_Exercise objective_
Write out each record below, word for word.

_Given information_

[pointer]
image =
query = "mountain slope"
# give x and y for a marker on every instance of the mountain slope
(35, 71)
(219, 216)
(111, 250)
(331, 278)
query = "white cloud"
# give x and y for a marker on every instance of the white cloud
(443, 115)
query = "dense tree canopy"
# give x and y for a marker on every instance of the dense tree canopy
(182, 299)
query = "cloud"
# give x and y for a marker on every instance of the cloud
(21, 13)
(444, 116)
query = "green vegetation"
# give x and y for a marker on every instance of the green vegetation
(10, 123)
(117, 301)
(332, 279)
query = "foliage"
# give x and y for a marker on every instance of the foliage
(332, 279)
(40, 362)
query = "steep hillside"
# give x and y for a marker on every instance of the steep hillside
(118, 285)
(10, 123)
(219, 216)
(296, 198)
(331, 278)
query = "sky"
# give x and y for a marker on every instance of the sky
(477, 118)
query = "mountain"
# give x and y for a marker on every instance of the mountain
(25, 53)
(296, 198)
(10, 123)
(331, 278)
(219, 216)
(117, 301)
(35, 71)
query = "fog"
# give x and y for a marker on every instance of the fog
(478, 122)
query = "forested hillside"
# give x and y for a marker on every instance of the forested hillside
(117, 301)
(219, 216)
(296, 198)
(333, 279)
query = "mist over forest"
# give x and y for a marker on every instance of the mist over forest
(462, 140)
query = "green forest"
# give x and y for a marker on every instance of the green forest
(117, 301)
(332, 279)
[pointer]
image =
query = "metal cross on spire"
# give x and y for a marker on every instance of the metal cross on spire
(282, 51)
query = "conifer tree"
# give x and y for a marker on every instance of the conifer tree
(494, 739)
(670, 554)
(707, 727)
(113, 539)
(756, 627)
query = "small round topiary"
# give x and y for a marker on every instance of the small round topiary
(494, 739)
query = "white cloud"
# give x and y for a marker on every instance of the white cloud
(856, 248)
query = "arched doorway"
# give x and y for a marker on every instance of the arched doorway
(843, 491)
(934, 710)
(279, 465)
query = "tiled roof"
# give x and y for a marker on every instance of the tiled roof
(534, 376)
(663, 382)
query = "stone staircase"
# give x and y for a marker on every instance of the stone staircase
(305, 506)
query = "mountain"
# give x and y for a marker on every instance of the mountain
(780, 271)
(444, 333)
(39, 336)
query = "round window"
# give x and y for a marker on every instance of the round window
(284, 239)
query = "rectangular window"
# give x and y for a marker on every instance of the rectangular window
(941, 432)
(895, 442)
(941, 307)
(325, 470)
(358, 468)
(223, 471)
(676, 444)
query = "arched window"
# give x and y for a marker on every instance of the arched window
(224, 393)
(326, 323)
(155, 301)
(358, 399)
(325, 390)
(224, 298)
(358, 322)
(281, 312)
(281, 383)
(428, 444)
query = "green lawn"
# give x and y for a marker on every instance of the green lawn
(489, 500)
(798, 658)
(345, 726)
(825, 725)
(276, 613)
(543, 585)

_Problem solution_
[pointer]
image =
query = "mountain slope"
# give x and y for a marker on every instance of the mountain slope
(35, 71)
(219, 216)
(111, 250)
(331, 278)
query = "white cloud"
# give x and y for a marker on every instance of the white cloud
(443, 115)
query = "dense tree canopy"
# give x and y for a marker on every instance of the dense tree canopy
(182, 299)
query = "cloud"
# give x and y for a marker on every instance of the cloud
(21, 13)
(444, 116)
query = "green vegetation"
# give x and y for a marker on every instance of the green vegetation
(10, 123)
(117, 301)
(332, 279)
query = "foliage"
# give x and y for a marker on every instance of the foliage
(332, 279)
(40, 362)
query = "steep hillside"
# give x and y for a marker on every instance of the steep hillside
(118, 285)
(10, 123)
(219, 216)
(296, 198)
(331, 278)
query = "sky"
# give x and y for a marker on every instance of the sky
(477, 118)
query = "mountain"
# give x and y for a marker on every instance of the mountain
(25, 53)
(296, 198)
(10, 123)
(331, 278)
(219, 216)
(117, 301)
(35, 71)
query = "fog"
# give x and y for a marker on every instance of the fog
(478, 122)
query = "forested hillside"
# give x and y for a marker on every instance of the forested hillside
(117, 301)
(219, 216)
(296, 198)
(333, 279)
query = "mist over forest"
# give x and y for a marker on every instance of the mist over forest
(462, 140)
query = "green forest"
# give x and y for a marker on every instance of the green forest
(117, 301)
(332, 279)
[pointer]
image =
query = "metal cross on spire"
# give x and y for a marker on every instance of the metal cross on spire
(282, 51)
query = "conifer tree"
# give x and y for a marker on every instance of the conifer tree
(494, 739)
(670, 554)
(707, 727)
(113, 539)
(756, 627)
query = "small round topiary"
# give x and y for a marker on every instance of the small round topiary
(494, 739)
query = "white cloud"
# give x and y for a marker on every instance of the white cloud
(856, 248)
query = "arched doorway"
# give x and y for a marker on every instance of the arched doorway
(843, 491)
(934, 710)
(279, 465)
query = "tiled roof"
# give x and y for a marker on every instance of the tiled roof
(534, 376)
(663, 382)
query = "stone staircase"
# give x and y for a marker on every instance of the stone staircase
(305, 506)
query = "mountain"
# give x and y for a marker on every instance of the mountain
(780, 271)
(444, 333)
(39, 336)
query = "round window"
# give x and y for a marker on every instance of the round window
(284, 239)
query = "rectangular window"
# give x and y for a marker on every instance of the rectangular window
(941, 432)
(895, 442)
(941, 307)
(325, 470)
(358, 468)
(223, 471)
(676, 444)
query = "arched window"
# give x and y for a marker on every instance of the arched window
(224, 393)
(326, 323)
(155, 301)
(358, 399)
(325, 390)
(224, 298)
(358, 322)
(281, 312)
(281, 383)
(428, 444)
query = "green lawn"
# give x and y for a marker on every instance of the green lawn
(489, 500)
(798, 658)
(345, 726)
(825, 725)
(276, 613)
(543, 585)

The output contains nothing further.